■ **小题**
把下面所有条目一字不改地照抄出来，每一条都要抄。

■ **输入内容**

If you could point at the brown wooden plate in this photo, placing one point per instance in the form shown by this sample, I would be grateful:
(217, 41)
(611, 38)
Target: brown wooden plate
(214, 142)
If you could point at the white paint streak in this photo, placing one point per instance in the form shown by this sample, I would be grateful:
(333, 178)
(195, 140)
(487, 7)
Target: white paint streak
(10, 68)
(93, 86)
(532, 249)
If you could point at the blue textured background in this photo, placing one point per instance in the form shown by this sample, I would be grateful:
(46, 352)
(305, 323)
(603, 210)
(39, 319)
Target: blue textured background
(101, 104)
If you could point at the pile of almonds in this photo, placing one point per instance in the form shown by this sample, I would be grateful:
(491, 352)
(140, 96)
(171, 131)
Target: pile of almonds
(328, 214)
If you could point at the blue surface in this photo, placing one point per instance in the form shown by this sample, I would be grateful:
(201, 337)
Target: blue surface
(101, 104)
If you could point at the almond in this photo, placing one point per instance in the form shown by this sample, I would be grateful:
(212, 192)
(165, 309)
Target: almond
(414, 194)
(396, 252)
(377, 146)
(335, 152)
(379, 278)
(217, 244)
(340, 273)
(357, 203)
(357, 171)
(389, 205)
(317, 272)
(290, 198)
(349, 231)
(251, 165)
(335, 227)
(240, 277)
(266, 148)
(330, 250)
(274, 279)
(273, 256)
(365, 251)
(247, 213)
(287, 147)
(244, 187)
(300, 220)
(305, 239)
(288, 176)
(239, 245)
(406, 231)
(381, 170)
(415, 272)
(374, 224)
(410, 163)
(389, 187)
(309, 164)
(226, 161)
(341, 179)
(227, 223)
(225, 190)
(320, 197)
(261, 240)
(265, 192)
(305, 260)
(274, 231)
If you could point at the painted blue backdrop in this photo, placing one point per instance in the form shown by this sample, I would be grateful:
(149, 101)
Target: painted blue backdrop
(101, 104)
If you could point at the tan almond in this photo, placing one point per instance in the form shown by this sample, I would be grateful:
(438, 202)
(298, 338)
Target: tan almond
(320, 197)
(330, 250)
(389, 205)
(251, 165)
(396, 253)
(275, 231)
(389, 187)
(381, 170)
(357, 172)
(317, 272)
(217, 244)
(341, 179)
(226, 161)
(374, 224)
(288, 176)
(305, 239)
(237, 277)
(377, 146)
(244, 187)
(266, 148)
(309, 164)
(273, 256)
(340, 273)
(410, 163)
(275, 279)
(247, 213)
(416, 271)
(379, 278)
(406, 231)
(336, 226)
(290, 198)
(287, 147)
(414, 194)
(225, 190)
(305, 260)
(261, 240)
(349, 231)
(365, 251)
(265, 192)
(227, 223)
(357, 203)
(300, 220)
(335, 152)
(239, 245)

■ **练习答案**
If you could point at the brown wooden plate in this photo, placing one point per instance in the form shown by this sample, I would be grateful:
(217, 41)
(611, 38)
Target: brown wooden plate
(214, 142)
If you could point at the white paint streak in this photo, placing one point per instance in the form shown by this sample, I would be grateful:
(333, 178)
(195, 140)
(487, 7)
Target: white paint streak
(10, 68)
(93, 86)
(532, 249)
If you could point at the blue textured background in this photo, placing one point per instance in the form shown by this sample, I would be grateful:
(46, 352)
(305, 323)
(603, 210)
(39, 319)
Target: blue textured background
(101, 104)
If you could point at the pile of almonds in this photo, placing one point per instance in the form shown by this sample, I would be grateful:
(491, 352)
(140, 96)
(171, 131)
Target: pile of almonds
(328, 214)
If you could point at the blue surface in this photo, placing one point per instance in the form shown by this sample, I would be grateful:
(201, 337)
Target: blue surface
(101, 104)
If you could point at the almond in this photo, placing one point per instance in the form shown by this sample, I would be grateful:
(212, 192)
(165, 309)
Target: almond
(414, 194)
(396, 252)
(377, 146)
(335, 152)
(379, 278)
(217, 244)
(340, 273)
(357, 203)
(357, 171)
(389, 205)
(317, 272)
(290, 198)
(349, 231)
(251, 165)
(335, 227)
(240, 277)
(266, 148)
(330, 250)
(274, 279)
(273, 256)
(365, 251)
(247, 213)
(287, 147)
(244, 187)
(300, 220)
(305, 239)
(288, 176)
(239, 245)
(406, 231)
(381, 170)
(415, 272)
(374, 224)
(410, 163)
(389, 187)
(309, 164)
(226, 161)
(341, 179)
(227, 223)
(225, 190)
(320, 197)
(261, 240)
(265, 192)
(305, 260)
(274, 231)
If you could point at the painted blue backdrop in this photo, placing one point per instance in the form shown by this sample, I would be grateful:
(149, 101)
Target: painted blue backdrop
(101, 104)
If you could point at the tan almond in this photo, placing one point per instance in the form shown by this sample, I would be grateful:
(438, 202)
(298, 338)
Target: tan almond
(320, 197)
(330, 250)
(389, 205)
(251, 165)
(396, 253)
(275, 231)
(389, 187)
(381, 170)
(357, 172)
(317, 272)
(217, 244)
(341, 179)
(226, 161)
(374, 224)
(288, 176)
(305, 239)
(237, 277)
(377, 146)
(244, 187)
(266, 148)
(309, 164)
(273, 256)
(340, 273)
(410, 163)
(275, 279)
(247, 213)
(416, 271)
(379, 278)
(406, 231)
(336, 226)
(290, 198)
(287, 147)
(414, 194)
(225, 190)
(305, 260)
(261, 240)
(349, 231)
(365, 251)
(265, 192)
(227, 223)
(357, 203)
(300, 220)
(335, 152)
(239, 245)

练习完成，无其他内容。